Dignitaries participating in the dedication were (from left) Bacon Sakatani, chair, Pomona Assembly Center Committee; Sharon Autry, communications/public relations, Fairplex; U.S. Army Capt. Joseph Davis, commander, SGV Recruiting Company; Tina Loza, director, Los Angeles County Fair Association; Dwight Richards, vice president of operations, Fairplex; and Consul General Akira Chiba, Consulate General of Japan in Los Angeles. Representing the older seniors in attendance were Ted Hashimoto, 94, and Yoshi Komaki, 95, in the back; Toshi Asano, 93, and Helen Munekiyo, 96, seated. (Photo by Patti Hirahara)

POMONA — A plaque marking the site of the Pomona Assembly Center was dedicated the Fairplex on Wednesday with several dignitaries on hand as well as Japanese Americans who were confined there 74 years ago.

The Los Angeles County Fairgrounds was one of 15 temporary assembly centers established during World War II pursuant to Executive Order 9066, signed by President Franklin D. Roosevelt on Feb. 19, 1942.
* * * * * * * * *
**To be done:**
a. Translate this sentence from the article about the Pomona Assembly Center plaque into Spanish: "The Los Angeles County Fairgrounds was one of 15 temporary assembly centers established during World War II pursuant to Executive Order 9066, signed by President Franklin D. Roosevelt on Feb. 19, 1942."
b. According to the article about the Pomona Assembly Center plaque, who chaired the Pomona Assembly Center Committee?
c. Go on with the article about the Pomona Assembly Center plaque, starting after its final sentence.
The listing isn't needed for anything here.

**Data shown:**
* * * * * * * * *
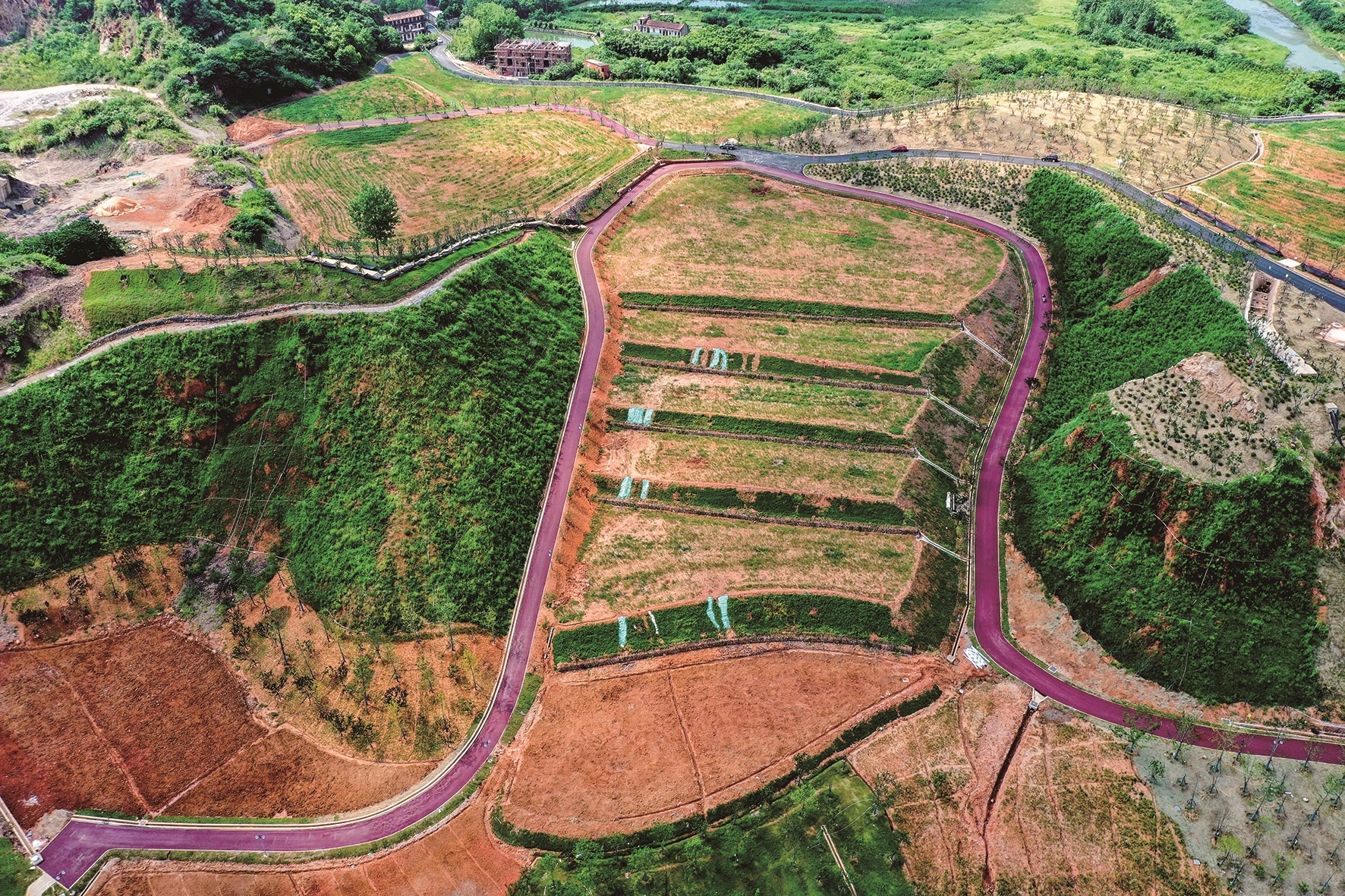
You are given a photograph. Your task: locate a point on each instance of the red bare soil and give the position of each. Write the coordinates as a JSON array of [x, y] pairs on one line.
[[460, 859], [285, 774], [625, 747]]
* * * * * * * * *
**Responses:**
a. El recinto ferial del condado de Los Ángeles fue uno de los 15 centros de reunión temporales establecidos durante la Segunda Guerra Mundial en virtud de la Orden Ejecutiva 9066, firmada por el presidente Franklin D. Roosevelt el 19 de febrero de 1942.

b. Bacon Sakatani.

c.
This represented the first phase of the mass incarceration of 97,785 Californians of Japanese ancestry during World War II.

The Pomona Assembly Center held people from Los Angeles, San Francisco, and Santa Clara counties.

In August 1942, the majority of the detainees were relocated to Heart Mountain in Wyoming, one of 10 detention camps that collectively confined 120,000 people without due process of law, charges, trial or establishment of guilt as a result of hysteria and racism.

With the assistance of the Pomona Assembly Center Committee (chaired by Bacon Sakatani, who has been active in preserving the history of Heart Mountain), the Historical Society of Pomona Valley, the Fairplex, and others, the plaque has become a reality. Representatives of those groups, joined by newly arrived Consul General of Japan Akira Chiba, took part in the ceremony.

“This is part of our history at Fairplex,” said Dwight Richards, Fairplex vice president. “We felt that the installation of the plaque would provide a place for the families and all involved to find peace, closure and a place to reflect. The Los Angeles County Fair Association feels that this recognition is long overdue.”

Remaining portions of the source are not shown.